And no stairs—no attic. My conviction increases that this man was an atticless child, without grandparents himself, and without thought of his own possible grandchildren. Or is the stairless, servantless, atticless cottage—'truly the little house is the house of the future'—meant also to be childless? An examination of the plan shows a so-called bedroom marked 'guest or children,' which indicates that the happy housewife must exercise her own judgment. There are accommodations for one guest or two children, but it seems fairly evident that guest and children exclude each other. Milord and milady must decide between hospitality and race-suicide, or two children and no week-end visitor. Some will choose guest; some will choose children. Personally I hope they will all choose children; for, even without an attic, there is plenty of playground. 'People with tiny incomes' must always be careful not to purchase too small a lot; and so we find that the servantless cottage has paths, and a lawn, and flowers, and shrubbery, and a sun-dial, and an American elm, and a 'toadstool canopy' between the poplars and the white birches, and an ivy-covered 'cache' to store the trunks in. I am glad there is going to be such a domestic convenience as a sun-dial; and perhaps, when there is a guest, the trunks can be taken out on the lawn and the children put to bed in the 'cache.'

But I guess that, after all, stairs will survive, and attics, and the servant-problem. Innumerable families are already living in servantless houses, with stairs, and it doesn't even occur to them that they are solving any problem whatsoever. Innumerable housewives are about as happy under these conditions as most of us get to be under any conditions. The servant-problem itself is not the young and tender problem that many of us imagine. An examination of old newspapers will show anybody who is sufficiently patient and curious that a hundred years ago there was much indignant wonder that young women, visibly suited for domestic service, preferred to be seamstresses! What is more modern is the grave enthusiasm with which so many persons are trying to decide how the rest of us shall live with the maximum amount of comfort and culture for the minimum expenditure. And one interesting similarity between many of these suggestions is their passive opposition to another important group of critics.

'Have large families or perish as a nation!' shriek our advisers on one hand. 'Have small families or perish as individuals!' proclaim our advisers on the other.

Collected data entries
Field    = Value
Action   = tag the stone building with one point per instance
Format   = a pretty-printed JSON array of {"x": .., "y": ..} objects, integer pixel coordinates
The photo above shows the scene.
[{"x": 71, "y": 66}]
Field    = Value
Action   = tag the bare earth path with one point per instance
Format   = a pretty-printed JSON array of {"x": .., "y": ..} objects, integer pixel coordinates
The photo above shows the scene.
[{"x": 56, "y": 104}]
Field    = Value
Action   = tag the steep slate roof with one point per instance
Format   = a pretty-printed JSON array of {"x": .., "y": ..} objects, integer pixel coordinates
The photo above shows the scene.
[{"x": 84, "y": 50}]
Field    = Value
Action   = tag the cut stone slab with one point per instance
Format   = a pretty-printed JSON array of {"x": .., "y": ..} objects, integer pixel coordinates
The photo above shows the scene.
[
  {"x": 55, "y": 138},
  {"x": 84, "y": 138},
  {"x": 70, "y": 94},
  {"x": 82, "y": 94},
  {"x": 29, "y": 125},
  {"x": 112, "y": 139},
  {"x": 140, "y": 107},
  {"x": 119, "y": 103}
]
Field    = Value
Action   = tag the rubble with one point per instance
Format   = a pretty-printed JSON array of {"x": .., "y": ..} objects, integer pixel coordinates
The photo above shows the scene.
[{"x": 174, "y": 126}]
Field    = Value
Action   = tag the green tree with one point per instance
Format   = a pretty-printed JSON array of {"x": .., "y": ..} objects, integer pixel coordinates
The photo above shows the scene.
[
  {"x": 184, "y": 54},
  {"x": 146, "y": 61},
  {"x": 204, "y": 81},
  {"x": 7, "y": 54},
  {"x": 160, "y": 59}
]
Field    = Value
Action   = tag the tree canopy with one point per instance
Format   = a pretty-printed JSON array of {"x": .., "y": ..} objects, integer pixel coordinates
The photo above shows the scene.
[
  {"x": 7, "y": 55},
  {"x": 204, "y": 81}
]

Exercise set
A – In the essay on the servantless cottage, how is the bedroom on the plan labeled?
B – Write the next part of the essay on the servantless cottage, picking up after its final sentence.
These rows have nothing to do with the essay on the servantless cottage.

Answers for each item
A – It is marked "guest or children."

B –
For this servantless cottage is typical of a good many other housing suggestions in which the essential element is the small family; and even the possibility that the children may live to grow up seems to have been left out of consideration. Milord and milady, I imagine, have chosen children instead of a guest. These children (a boy and girl, as I like to picture them) grow up; marry; settle in their own servantless cottages, and have two children apiece. There are now a grandfather and a grandmother, a son and a daughter, a son-in-law and a daughter-in-law, and four grandchildren. In each servantless cottage there is that one bedroom marked 'guest or children.' Granting all the possibilities of the ivy-covered 'cache,'—and now the trunks will simply have to be taken out and stood on the lawn even if the snow does fall on them,—milord and milady, come Christmas or other anniversary, can entertain a visit from all their children and grandchildren, one family taking the 'guest or children' bedroom, and the other the 'cache.' Later, as the children grow older, each family will come back to the old home on alternate Christmases: and by utilizing the 'cache,' a son or daughter can receive a short visit from the aged parents, not too long, of course, or it would ruin the trunks. As for any of the hearty, old-fashioned, up-and-down-stairs hospitality—I may be an old fogey myself, but the servantless cottage shocks me.

'Our bedroom resembles a cosy state-room on board ship.' Oh! la-la-la-la-la! Why doesn't somebody solve the problem of domestic living by suggesting that we all live in house-boats?